SOBRE EL AUTOR Y SU OBRA                                Octubre de 2019

 

Los hechos que me animaron a escribir comenzaron a sucederme al principio de la década de los cincuenta. Cuando a mis dos años de edad me contagiaron la tuberculosis y cuando dos años más tarde me contagiaron la sífilis.  

Me curaron a costa de tantos antibióticos que pronto dejaron de hacerme efecto. Me tuve que acostumbrar a vivir con muy poca salud, indefenso ante las infecciones, y con una delgadez extrema que se me quedó en el cuerpo para siempre. Los médicos le dijeron a mi madre que probablemente yo no llegaría a ser adulto.

A pesar de esto, a los diecinueve años me alisté en el servicio militar, obligatorio en España en aquellos tiempos.  Pasé el reconocimiento médico y me consideraron apto para el Ejército. Todo parecía irme bien hasta que caí enfermo. Cinco meses los pasé en el hospital militar.  Tres médicos me atendían y ninguno de ellos podía curarme.  Me iba a ir al otro mundo por una simple infección de piel.  Las fuertes dosis de antibióticos que me daban no podían acabar con la estafilococia. Los furúnculos que me salían eran enormes y muy dolorosos.  A veces tenía hasta diez repartidos por el cuerpo. No podía ni dormir. En la cama no encontraba postura alguna donde no me apoyara en alguno de ellos.

LÍNEAS EXTRAÍDAS >>

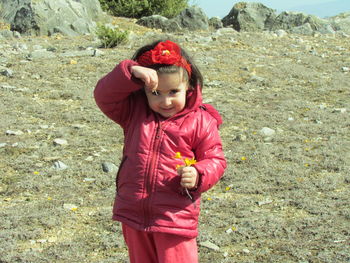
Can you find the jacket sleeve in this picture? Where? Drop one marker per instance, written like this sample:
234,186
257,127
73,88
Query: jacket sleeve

QUÉ SE PIDE >>
Extrae del texto sobre el autor y su obra todo lo que va desde "Los hechos que" hasta "a ser adulto.", copiado tal cual.

TU RESPUESTA >>
Los hechos que me animaron a escribir comenzaron a sucederme al principio de la década de los cincuenta. Cuando a mis dos años de edad me contagiaron la tuberculosis y cuando dos años más tarde me contagiaron la sífilis.  

Me curaron a costa de tantos antibióticos que pronto dejaron de hacerme efecto. Me tuve que acostumbrar a vivir con muy poca salud, indefenso ante las infecciones, y con una delgadez extrema que se me quedó en el cuerpo para siempre. Los médicos le dijeron a mi madre que probablemente yo no llegaría a ser adulto.